[Start of Dataset rows]
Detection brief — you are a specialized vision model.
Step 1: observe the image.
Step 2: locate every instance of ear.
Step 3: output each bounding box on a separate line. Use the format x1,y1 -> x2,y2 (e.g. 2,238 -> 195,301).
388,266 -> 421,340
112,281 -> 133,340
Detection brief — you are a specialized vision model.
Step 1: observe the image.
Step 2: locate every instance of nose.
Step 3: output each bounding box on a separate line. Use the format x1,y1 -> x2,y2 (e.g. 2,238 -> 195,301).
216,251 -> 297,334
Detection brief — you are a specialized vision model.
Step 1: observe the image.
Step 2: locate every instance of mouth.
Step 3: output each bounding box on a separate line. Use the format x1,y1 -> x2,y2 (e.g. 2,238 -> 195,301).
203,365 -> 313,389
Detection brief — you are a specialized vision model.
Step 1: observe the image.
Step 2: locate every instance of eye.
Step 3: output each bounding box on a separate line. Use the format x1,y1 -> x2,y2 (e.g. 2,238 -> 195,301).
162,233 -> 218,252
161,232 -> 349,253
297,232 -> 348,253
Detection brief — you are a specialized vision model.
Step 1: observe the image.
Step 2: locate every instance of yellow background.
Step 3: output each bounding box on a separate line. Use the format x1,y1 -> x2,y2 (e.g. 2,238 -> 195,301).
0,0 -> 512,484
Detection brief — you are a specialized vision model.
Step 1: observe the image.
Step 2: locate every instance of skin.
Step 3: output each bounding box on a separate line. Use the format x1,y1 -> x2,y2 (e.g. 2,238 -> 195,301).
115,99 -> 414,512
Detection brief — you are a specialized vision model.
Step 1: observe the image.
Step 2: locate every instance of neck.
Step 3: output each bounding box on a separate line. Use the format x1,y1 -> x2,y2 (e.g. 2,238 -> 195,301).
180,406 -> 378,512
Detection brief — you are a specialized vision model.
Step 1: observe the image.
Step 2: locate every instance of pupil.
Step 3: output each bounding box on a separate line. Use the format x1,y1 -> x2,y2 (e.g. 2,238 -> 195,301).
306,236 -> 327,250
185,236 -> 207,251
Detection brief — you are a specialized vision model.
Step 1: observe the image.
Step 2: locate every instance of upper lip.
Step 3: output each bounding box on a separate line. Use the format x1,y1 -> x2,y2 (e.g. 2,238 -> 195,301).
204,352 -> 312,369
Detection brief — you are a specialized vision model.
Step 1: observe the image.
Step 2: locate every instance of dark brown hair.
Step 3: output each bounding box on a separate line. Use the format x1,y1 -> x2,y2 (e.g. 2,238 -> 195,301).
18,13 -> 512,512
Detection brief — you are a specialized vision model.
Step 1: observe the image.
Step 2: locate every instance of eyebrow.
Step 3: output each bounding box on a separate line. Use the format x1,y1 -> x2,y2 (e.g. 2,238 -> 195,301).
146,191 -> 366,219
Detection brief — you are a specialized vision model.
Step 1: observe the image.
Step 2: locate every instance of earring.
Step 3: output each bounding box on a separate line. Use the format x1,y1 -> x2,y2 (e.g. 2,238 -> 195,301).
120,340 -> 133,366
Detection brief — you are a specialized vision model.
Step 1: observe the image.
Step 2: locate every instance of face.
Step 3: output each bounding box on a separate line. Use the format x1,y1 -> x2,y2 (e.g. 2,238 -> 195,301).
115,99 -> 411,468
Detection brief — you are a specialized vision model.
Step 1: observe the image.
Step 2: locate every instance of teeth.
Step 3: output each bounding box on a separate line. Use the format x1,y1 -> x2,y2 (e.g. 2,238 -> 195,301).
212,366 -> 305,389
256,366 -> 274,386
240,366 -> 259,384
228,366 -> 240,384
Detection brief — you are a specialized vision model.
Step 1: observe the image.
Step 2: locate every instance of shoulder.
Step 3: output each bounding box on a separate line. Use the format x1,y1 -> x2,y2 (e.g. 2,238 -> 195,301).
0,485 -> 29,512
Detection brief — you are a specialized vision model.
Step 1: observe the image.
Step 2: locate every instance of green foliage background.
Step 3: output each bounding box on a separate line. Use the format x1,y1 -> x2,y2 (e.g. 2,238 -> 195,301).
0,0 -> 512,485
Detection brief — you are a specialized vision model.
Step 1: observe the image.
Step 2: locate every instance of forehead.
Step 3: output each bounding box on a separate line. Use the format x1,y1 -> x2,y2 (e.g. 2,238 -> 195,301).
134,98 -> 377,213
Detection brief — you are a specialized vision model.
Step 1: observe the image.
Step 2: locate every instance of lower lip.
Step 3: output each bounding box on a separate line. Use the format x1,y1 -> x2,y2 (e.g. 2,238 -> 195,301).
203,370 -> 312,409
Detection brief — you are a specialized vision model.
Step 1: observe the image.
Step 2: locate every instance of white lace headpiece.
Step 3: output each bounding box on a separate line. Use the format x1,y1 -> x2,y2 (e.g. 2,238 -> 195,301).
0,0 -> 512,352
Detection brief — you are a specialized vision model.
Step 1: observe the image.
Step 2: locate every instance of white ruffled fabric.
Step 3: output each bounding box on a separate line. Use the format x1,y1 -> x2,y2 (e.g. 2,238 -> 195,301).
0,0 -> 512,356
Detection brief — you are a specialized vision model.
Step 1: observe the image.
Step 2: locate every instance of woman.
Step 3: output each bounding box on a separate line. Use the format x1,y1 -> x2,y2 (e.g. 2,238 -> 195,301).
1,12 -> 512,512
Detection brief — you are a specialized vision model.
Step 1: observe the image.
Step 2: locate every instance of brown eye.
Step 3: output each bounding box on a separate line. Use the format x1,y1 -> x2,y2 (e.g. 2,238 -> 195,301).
[End of Dataset rows]
◆ **Aim**:
Please return all of the entries above unchanged, line for line.

◆ **Written reply**:
Detection brief — you are a specialized vision model.
Step 1: observe the image.
Step 2: locate every instance of ear.
Step 3: output each bounding box on a separate line. Use the format x1,y1 -> x2,y2 (e.g. 2,238 -> 195,301).
388,266 -> 421,340
112,281 -> 133,340
Detection brief — you are a specialized vision model.
Step 1: observe the image.
Step 2: locate every instance of nose.
Step 3: output each bounding box on a separate line. Use the format x1,y1 -> x2,y2 (e.g. 2,238 -> 195,301).
216,251 -> 297,334
Detection brief — you are a specialized vision model.
Step 1: observe the image.
Step 2: locate every instance of mouth.
Step 3: output each bounding box on a separate line. Use the format x1,y1 -> x2,y2 (e.g. 2,238 -> 195,301).
203,365 -> 313,389
Detection brief — you are a specialized vision model.
Step 1: observe the image.
Step 2: locate every instance of eye.
Step 3: output each bounding box on a separate line. Use the format x1,y1 -> x2,y2 (e.g. 2,238 -> 195,301).
162,233 -> 218,252
161,232 -> 349,253
297,232 -> 348,253
Detection brief — you are a specialized vision model.
Step 1: observe the image.
Step 2: locate every instance of yellow background.
Step 3: output each bounding box on a separate line. Use the format x1,y1 -> x2,y2 (e.g. 2,238 -> 195,301).
0,0 -> 512,484
Detection brief — you are a specialized vision model.
Step 1: observe the image.
Step 2: locate every instance of skin.
Step 3: output each bounding box on a separate line. Use the format x1,y1 -> x2,y2 (e.g. 2,238 -> 195,301).
115,99 -> 414,512
Detection brief — you are a specialized vision model.
Step 1: observe the image.
Step 2: locate every instance of neck.
Step 3: output each bounding box on a separate line. Use the format x1,y1 -> x2,y2 (e.g. 2,238 -> 195,301).
180,406 -> 378,512
Detection brief — you are a specialized vision model.
Step 1: observe the image.
Step 2: locate every instance of pupil.
Step 3: output each bounding box on a separate line. Use the format x1,y1 -> x2,y2 (e.g. 2,238 -> 195,301).
306,236 -> 327,250
185,236 -> 207,251
Detection brief — you are a specialized vision model.
Step 1: observe the image.
Step 2: locate every instance of upper lip.
Step 3: output each bounding box on a separate line. Use the format x1,y1 -> x2,y2 (e.g. 2,238 -> 195,301).
204,352 -> 312,369
Detection brief — you are a specialized vision model.
Step 1: observe the image.
Step 2: locate every instance of dark brown hair.
Step 3: output each bounding box on a separate line. Use the format x1,y1 -> x2,y2 (e.g. 2,238 -> 195,301).
18,13 -> 512,512
Detection brief — you are a specialized vision model.
Step 1: observe the image.
Step 2: locate every instance of eyebrow.
Step 3: output each bounding box on a separate line. Use the format x1,y1 -> x2,y2 (e.g. 2,238 -> 195,301).
146,191 -> 366,219
Detection brief — you are a specialized vision model.
Step 1: observe the image.
Step 2: locate every instance of earring.
Step 3: output each bounding box on a separate line. Use the format x1,y1 -> x2,y2 (e.g. 2,238 -> 195,301).
120,340 -> 133,366
Detection brief — you are a specialized vision model.
Step 1: observe the image.
Step 2: locate every instance of face.
Step 3: output each bounding box on a separate line. Use the format x1,y1 -> x2,y2 (e.g. 2,238 -> 195,301).
115,99 -> 411,468
Detection brief — you are a specialized vision model.
Step 1: observe the image.
Step 2: locate every instance of teeth.
Step 3: output each bounding box on a separate line. Use the format x1,y1 -> x2,y2 (e.g. 2,238 -> 195,301).
212,366 -> 305,389
256,366 -> 274,386
240,366 -> 259,384
228,366 -> 240,384
Detection brief — you are a specialized vision model.
Step 1: observe the image.
Step 2: locate every instance of shoulder.
Step 3: output each bounding box on a separate line. Use the format x1,y1 -> x2,y2 (e.g. 2,238 -> 195,301).
0,485 -> 29,512
Detection brief — you are a specialized vision model.
Step 1: observe the image.
Step 2: locate every instance of green foliage background.
Step 3: output each bounding box on a separate line. Use the format x1,y1 -> x2,y2 (e.g. 2,238 -> 195,301).
0,0 -> 512,485
Detection brief — you are a specialized vision model.
Step 1: observe the image.
Step 2: locate every instance of forehead.
Step 3: output each bounding box on a separate line. Use the format x1,y1 -> x2,y2 (e.g. 2,238 -> 195,301).
134,98 -> 377,213
Detection brief — you are a specialized vision model.
Step 1: observe the image.
Step 2: locate every instance of lower lip.
Step 3: output each bounding box on a separate line. Use the format x1,y1 -> x2,y2 (e.g. 2,238 -> 195,301).
203,370 -> 312,409
Detection brief — you are a specialized vision model.
Step 1: observe the image.
Step 2: locate every instance of white lace headpiece.
Step 3: output each bounding box on a separate line. Use the format x1,y1 -> x2,y2 (e.g. 2,238 -> 195,301).
0,0 -> 512,352
Detection brief — you are a specialized vision model.
Step 1: observe the image.
Step 2: locate every instance of white ruffled fabric.
Step 3: output each bounding box on a separate line. Use the format x1,y1 -> x2,y2 (e.g. 2,238 -> 195,301).
0,0 -> 512,356
Detection brief — you are a specialized vision model.
Step 1: observe the image.
Step 2: locate every instance of woman.
Step 3: output each bounding box on a separate line. Use the format x1,y1 -> x2,y2 (e.g. 2,238 -> 195,301).
1,12 -> 512,512
Detection brief — you are a specialized vision model.
Step 1: observe the image.
Step 2: locate every instance of brown eye.
Step 3: output each bounding box on a separate line. Use the format x1,y1 -> x2,y2 (e.g. 2,238 -> 195,301).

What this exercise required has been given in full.